◆ Your assignment ◆
The records below need to be printed in full. Keep each one exact.
***** Information provided
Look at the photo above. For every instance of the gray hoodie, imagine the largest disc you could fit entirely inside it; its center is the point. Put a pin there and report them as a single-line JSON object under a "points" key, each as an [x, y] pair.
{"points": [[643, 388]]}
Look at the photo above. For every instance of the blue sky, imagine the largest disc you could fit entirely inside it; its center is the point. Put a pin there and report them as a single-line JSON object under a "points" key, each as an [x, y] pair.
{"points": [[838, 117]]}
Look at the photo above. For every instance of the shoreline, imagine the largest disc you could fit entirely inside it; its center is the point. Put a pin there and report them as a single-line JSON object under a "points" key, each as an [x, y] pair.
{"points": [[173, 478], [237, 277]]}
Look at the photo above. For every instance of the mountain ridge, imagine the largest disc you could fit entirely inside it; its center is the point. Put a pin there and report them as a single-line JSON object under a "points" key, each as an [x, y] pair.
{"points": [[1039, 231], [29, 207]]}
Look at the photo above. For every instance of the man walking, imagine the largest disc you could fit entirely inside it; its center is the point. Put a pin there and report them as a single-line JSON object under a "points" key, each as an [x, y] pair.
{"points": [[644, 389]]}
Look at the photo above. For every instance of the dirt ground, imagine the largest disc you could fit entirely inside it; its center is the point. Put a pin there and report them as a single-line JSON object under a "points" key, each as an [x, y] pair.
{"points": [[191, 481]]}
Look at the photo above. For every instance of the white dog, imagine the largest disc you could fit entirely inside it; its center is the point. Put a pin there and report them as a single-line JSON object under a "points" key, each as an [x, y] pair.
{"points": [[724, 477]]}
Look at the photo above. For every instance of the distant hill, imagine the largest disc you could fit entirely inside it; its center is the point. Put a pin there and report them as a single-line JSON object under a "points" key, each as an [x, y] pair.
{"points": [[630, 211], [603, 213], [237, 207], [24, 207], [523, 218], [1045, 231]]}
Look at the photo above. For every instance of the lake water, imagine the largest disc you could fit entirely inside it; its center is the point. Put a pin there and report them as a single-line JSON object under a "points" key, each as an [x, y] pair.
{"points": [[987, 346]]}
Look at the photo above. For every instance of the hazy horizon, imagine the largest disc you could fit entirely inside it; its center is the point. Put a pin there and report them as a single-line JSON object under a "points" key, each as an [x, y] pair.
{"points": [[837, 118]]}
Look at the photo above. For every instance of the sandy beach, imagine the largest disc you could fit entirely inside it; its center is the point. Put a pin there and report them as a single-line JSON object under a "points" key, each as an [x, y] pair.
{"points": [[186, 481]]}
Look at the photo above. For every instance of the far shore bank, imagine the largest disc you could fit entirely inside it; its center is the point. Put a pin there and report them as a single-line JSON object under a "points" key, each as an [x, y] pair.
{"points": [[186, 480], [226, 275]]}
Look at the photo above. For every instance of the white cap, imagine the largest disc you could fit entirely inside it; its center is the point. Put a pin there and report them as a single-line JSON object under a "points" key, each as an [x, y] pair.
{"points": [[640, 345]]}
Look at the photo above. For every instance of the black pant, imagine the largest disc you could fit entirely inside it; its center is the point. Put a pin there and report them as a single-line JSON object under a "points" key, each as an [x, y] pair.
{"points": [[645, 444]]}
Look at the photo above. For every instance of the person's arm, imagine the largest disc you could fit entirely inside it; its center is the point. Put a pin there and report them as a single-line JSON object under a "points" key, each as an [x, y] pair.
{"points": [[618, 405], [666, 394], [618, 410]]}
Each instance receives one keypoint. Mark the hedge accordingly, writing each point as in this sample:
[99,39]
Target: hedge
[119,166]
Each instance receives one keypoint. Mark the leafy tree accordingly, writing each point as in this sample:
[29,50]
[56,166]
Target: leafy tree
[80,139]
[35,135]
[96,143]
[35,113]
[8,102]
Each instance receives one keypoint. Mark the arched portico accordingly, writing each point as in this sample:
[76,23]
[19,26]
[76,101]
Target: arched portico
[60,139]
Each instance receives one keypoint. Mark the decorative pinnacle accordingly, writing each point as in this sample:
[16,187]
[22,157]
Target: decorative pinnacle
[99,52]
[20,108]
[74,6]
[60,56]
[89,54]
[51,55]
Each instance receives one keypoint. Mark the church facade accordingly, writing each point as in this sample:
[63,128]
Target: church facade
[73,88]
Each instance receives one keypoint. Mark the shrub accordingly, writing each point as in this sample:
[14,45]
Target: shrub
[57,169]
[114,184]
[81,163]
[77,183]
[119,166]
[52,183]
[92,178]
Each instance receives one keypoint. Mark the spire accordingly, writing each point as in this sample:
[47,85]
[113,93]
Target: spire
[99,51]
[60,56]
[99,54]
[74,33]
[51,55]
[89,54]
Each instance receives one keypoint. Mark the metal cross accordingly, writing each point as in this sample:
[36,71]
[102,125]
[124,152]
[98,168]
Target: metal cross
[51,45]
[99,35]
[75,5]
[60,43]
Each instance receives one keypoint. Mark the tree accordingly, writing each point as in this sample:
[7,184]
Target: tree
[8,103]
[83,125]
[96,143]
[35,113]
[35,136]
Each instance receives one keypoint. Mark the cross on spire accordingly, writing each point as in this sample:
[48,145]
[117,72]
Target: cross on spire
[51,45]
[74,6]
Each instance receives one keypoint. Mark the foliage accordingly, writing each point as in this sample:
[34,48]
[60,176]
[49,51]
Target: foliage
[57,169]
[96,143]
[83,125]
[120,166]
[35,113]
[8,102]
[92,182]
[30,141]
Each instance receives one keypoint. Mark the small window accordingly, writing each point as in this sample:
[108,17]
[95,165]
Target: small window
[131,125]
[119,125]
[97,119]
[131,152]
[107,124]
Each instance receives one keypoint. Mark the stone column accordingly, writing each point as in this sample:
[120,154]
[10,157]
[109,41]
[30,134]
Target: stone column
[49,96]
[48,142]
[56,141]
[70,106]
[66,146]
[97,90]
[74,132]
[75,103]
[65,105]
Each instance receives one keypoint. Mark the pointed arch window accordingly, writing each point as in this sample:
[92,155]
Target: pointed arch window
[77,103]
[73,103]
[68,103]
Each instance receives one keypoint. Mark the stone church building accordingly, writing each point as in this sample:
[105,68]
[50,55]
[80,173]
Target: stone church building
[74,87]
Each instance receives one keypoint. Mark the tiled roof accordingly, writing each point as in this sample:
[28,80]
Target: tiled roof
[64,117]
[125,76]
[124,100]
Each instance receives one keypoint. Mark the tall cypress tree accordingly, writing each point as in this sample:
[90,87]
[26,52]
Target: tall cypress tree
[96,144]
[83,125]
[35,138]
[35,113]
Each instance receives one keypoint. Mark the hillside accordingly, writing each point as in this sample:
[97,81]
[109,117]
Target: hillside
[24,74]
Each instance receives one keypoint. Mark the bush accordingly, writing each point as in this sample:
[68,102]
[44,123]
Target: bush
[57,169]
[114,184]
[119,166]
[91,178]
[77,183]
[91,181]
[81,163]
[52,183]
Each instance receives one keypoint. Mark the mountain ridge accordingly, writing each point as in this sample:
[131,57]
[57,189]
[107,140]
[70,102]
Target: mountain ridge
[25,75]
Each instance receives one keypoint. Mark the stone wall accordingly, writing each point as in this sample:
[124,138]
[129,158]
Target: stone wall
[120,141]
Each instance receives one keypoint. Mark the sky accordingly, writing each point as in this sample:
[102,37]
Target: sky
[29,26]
**********
◆ Result for this exercise ◆
Look at the photo above. For every instance of the gray hoodie, imagine the largest disc you could fit entirely inside it; its center is the point. Put a pin there and report them as a single-line JSON object under a "points" key, each as an [x, y] pair.
{"points": [[643, 388]]}
Look at the photo above. For every instance of the blue sky, imagine the largest disc you could fit entirely inside it; its center is the point. Put a pin there and report them as a single-line JSON object under a "points" key, each as an [x, y] pair.
{"points": [[838, 117]]}
Look at the photo above. For every instance of the shoreline, imagine the largest disc you could fit entirely inside it; its center is the point. Put a pin there and report them as a single-line JSON object under a "points" key, each as an [x, y] pair.
{"points": [[173, 478], [237, 277]]}
Look at the photo above. For every instance of the mountain ridge, imagine the largest disc you could fit entirely inside it; its center is the point. Put a pin there and report them as a single-line JSON object under a "points" key, each as an [x, y] pair.
{"points": [[1039, 231], [29, 207]]}
Look at the photo above. For every instance of the man walking, imagine the largest disc you could fit entirely inside it; its center is the point. Put a pin there and report them as a single-line JSON object under a "points" key, each as an [x, y] pair.
{"points": [[644, 389]]}
Look at the photo above. For every instance of the dirt ground, imagine the largest disc you could fit entirely inside it; its center is the point. Put a pin there and report them as a single-line JSON object under a "points" key, each as an [x, y] pair.
{"points": [[191, 481]]}
Look at the photo above. For every instance of the white dog, imagine the largest disc you could fit entirely inside it; its center is the point. Put a pin there and report them as a single-line JSON object under a "points" key, each as an [x, y] pair.
{"points": [[724, 477]]}
Look at the photo above. For every instance of the distant hill, imagine the largest disc you could fit entirely inside it; its center is the point. Put a pin there and report them as a single-line JSON object under a "points" key, each as an [x, y] pair.
{"points": [[630, 211], [603, 213], [237, 207], [24, 207], [523, 218], [1045, 231]]}
Look at the photo above. For every instance of the lake water, imagine the largest disc you could fit entirely inside it; its center is the point. Put a pin there and report them as a single-line JSON object under a "points" key, each as an [x, y] pair.
{"points": [[987, 346]]}
Look at the photo above. For every instance of the hazy horizon, imagine the largest disc you could fit entirely inside it; its center is the point. Put a pin there and report them as a single-line JSON object under a "points" key, each as an [x, y] pair.
{"points": [[837, 118]]}
Look at the photo above. For every instance of the sandy beach, imagine the largest disc you could fit entirely inside it; its center is the point. Put a pin there and report them as a single-line JSON object under a "points" key, each as an [x, y] pair.
{"points": [[186, 481]]}
Look at the photo above. For every instance of the far shore bank, imagine the largest disc you could fit entirely inside it; its center is the point. Put a pin there and report them as a single-line JSON object under a "points" key, each as an [x, y] pair.
{"points": [[186, 480], [226, 275]]}
Look at the photo above. For every instance of the white cap, imagine the largest disc you could fit entirely inside it; its center is the point. Put a pin there and report them as a single-line JSON object under a "points" key, each as an [x, y] pair.
{"points": [[640, 345]]}
Look at the photo above. For every instance of the black pant, imagine the largest disc you could fit entirely inside it; its center is the point. Put a pin there and report them as a single-line JSON object under a "points" key, each as an [x, y] pair.
{"points": [[645, 444]]}
Look at the photo above. For every instance of the person's arm, imagine the largest disc you could fit entirely inside it; its center is the point. Put a pin there and report them as a single-line JSON object under a "points" key, each as an [x, y] pair.
{"points": [[618, 405], [666, 394], [618, 410]]}
Each instance receives one keypoint. Mark the hedge accordingly, writing each point as in this sample:
[99,39]
Target: hedge
[119,166]
Each instance receives one keypoint. Mark the leafy tree accordingly, writing each point as in this sample:
[29,50]
[56,166]
Target: leafy tree
[80,139]
[35,135]
[96,143]
[35,113]
[8,102]
Each instance receives one keypoint. Mark the arched portico accordingly, writing each point as in this sample:
[76,23]
[19,26]
[76,101]
Target: arched portico
[60,139]
Each instance receives one keypoint. Mark the decorative pinnacle accordingly, writing each point as in this sample:
[16,187]
[22,157]
Target: decorative pinnacle
[99,52]
[20,108]
[74,6]
[60,56]
[89,54]
[51,55]
Each instance receives one keypoint. Mark the church facade accordingly, writing each point as in this sample:
[63,128]
Target: church facade
[73,88]
Each instance receives one keypoint. Mark the shrub accordingly, writing each point as in this sample:
[14,45]
Target: shrub
[57,169]
[114,184]
[81,163]
[77,183]
[119,166]
[52,183]
[92,178]
Each instance receives one keypoint. Mark the spire accordingly, writing each point as in this sample:
[47,85]
[113,93]
Target: spire
[99,51]
[60,56]
[99,54]
[74,33]
[51,55]
[89,54]
Each instance receives one keypoint. Mark the metal cross accordingly, writing each point as in this sample:
[36,71]
[102,125]
[124,152]
[98,168]
Target: metal cross
[51,45]
[99,35]
[75,5]
[60,43]
Each instance receives one keypoint. Mark the tree accordingly, writing each point as in this sample:
[7,184]
Target: tree
[8,103]
[83,125]
[96,143]
[35,113]
[35,136]
Each instance receives one keypoint. Mark the cross on spire accordingly, writing each point as in this sample:
[48,145]
[117,72]
Target: cross on spire
[51,45]
[74,6]
Each instance receives one keypoint. Mark the foliage accordingly, writing each point as in this sample:
[34,48]
[60,176]
[49,51]
Target: foliage
[57,169]
[96,143]
[83,125]
[120,166]
[35,113]
[8,102]
[92,182]
[30,141]
Each instance receives one keypoint. Mark the small window accordingly, writing each point as in this sample:
[108,17]
[95,165]
Target: small window
[131,125]
[119,125]
[97,119]
[131,152]
[107,124]
Each instance receives one keypoint. Mark the stone column accordingly, writing each point as in this sample:
[120,154]
[10,157]
[109,41]
[30,134]
Target: stone column
[49,96]
[48,142]
[56,141]
[70,106]
[66,146]
[97,90]
[74,132]
[75,103]
[65,105]
Each instance receives one keypoint. Mark the pointed arch window accordingly, writing each point as in this sample:
[92,155]
Target: pointed arch window
[77,103]
[73,103]
[68,103]
Each instance receives one keypoint. Mark the stone church building accordingly, writing each point as in this sample:
[105,68]
[50,55]
[80,173]
Target: stone church building
[74,87]
Each instance receives one keypoint. Mark the tiled roof accordingly, writing each point as in this sample:
[28,80]
Target: tiled roof
[64,117]
[125,76]
[124,100]
Each instance receives one keypoint. Mark the tall cypress tree accordingly, writing each point as in this sample:
[90,87]
[26,52]
Target: tall cypress tree
[96,144]
[83,125]
[35,138]
[35,113]
Each instance receives one keypoint. Mark the hillside accordingly, writing each point as in this sample:
[97,81]
[109,117]
Target: hillside
[24,74]
Each instance receives one keypoint. Mark the bush accordingly, writing each point as in this sample:
[68,102]
[44,123]
Target: bush
[57,169]
[114,184]
[119,166]
[91,178]
[77,183]
[91,181]
[81,163]
[52,183]
Each instance receives one keypoint. Mark the mountain ridge accordingly, writing each point as in this sample:
[131,57]
[57,189]
[107,140]
[70,102]
Target: mountain ridge
[25,75]
Each instance receives one keypoint. Mark the stone wall accordingly, writing each point as in this sample:
[124,138]
[129,158]
Target: stone wall
[120,141]
Each instance receives one keypoint. Mark the sky accordingly, writing each point as in this sample:
[102,37]
Target: sky
[29,26]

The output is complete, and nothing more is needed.